### TASK DESCRIPTION
Rewrite the material with "most helpful" replaced by "greatly appreciated" and everything else left as it is.

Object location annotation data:
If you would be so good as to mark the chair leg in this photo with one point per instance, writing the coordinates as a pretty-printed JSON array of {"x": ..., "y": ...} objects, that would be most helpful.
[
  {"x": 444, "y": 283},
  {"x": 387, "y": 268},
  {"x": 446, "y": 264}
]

### THE RESPONSE
If you would be so good as to mark the chair leg in this photo with one point per instance, writing the coordinates as a pretty-printed JSON array of {"x": ..., "y": ...} objects, that would be greatly appreciated.
[
  {"x": 444, "y": 283},
  {"x": 387, "y": 268},
  {"x": 446, "y": 264}
]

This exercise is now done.